Can sign/zero extension be accomplished just by casting?

Question

I have a homework problem (MIPS simulator) which requires for example that we take a 16-bit "immediate" value and sign and/or zero extend it to 32-bits. I was under the impression that this could be easily accomplished just by casting, such as:

uint32_t imm = (uint16_t)IMM_FIELD(instruction); # Zero extend to 32-bits

and

uint32_t imm = (int16_t)IMM_FIELD(instruction); # Sign extend to 32-bits

But then I came across a piece of code online where someone who worked on the same project had written their own "sign_extension8to16", "sign_extension16to32" functions, and these functions worked by shifting the 8 bit number right by 7 and evaluating whether or not the most significant bit (now in the one's place) was 1, then returning a number that is casted to (uint16_t) which masks the upper 8 bits to 0 or 1 accordingly.

Is such an approach really necessary? I thought that surely casting took care of this already. The reason I ask is that I'm having very strange error messages and I can't pinpoint the problem, so I figure the reason might be that I'm incorrectly zero and sign extending...

Answer 1

IMO: your method will work.

Let's simplify the problem.

The promotion of uint16_t to uint32_t and the promotion of int16_t to int32_t is easy to understand and the expected results occur. Zero fill unsigned integers and sign extend signed integers.

int main() {
  uint16_t u = 65535;
  int16_t i = -1;
  printf("%" PRIu32 "\n", (uint32_t) u);
  printf("%" PRId32 "\n", (int32_t) i);
  return 0;
}

65535
-1

The promotion of int16_t to uint32_t will first promote the int16_t to a int32_t and then to a uint32_t. (Actually I think it promote first to int16_t to int to int32_t and then to a uint32_t if sizeof int <= sizeof int32_t .) Thus code does a sign-extension before making the result an unsigned integer.

The promotion of uint16_t to int32_t will promote the uint16_t directly to a int32_t. A simple zero extension.

Note: I could be using "promote", when I should say "convert".

int main() {
  uint16_t u = 65535;
  int16_t i = -1;
  printf("%" PRIu32 "\n", (uint32_t) i);
  printf("%" PRId32 "\n", (int32_t) u);
  return 0;
}

4294967295
65535
◆ ◆ ◆
AIM:
Reproduce, word for word, the part of the casting and sign-extension thread that runs from "The promotion of uint16_t to uint32_t" through "extend signed integers.".
◆ ◆ ◆
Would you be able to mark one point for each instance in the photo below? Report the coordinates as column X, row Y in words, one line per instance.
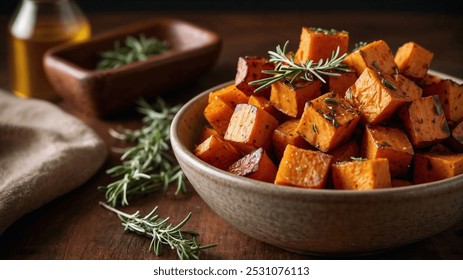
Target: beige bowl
column 315, row 221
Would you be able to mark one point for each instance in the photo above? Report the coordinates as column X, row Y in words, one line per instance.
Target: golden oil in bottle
column 37, row 26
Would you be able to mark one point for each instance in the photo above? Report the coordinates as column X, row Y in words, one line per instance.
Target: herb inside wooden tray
column 134, row 49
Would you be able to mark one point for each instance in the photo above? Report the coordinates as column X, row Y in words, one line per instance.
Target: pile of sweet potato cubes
column 386, row 123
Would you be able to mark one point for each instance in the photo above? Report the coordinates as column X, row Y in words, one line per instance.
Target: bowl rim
column 273, row 189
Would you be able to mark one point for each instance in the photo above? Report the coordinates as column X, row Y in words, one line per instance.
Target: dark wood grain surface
column 74, row 226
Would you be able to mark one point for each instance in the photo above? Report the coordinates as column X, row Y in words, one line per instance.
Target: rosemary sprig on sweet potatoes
column 288, row 70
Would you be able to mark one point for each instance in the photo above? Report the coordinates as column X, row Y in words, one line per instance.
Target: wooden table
column 74, row 226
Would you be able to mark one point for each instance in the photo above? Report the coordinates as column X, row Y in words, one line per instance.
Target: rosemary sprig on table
column 135, row 49
column 288, row 70
column 151, row 225
column 148, row 165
◆ ◆ ◆
REPLY:
The promotion of uint16_t to uint32_t and the promotion of int16_t to int32_t is easy to understand and the expected results occur. Zero fill unsigned integers and sign extend signed integers.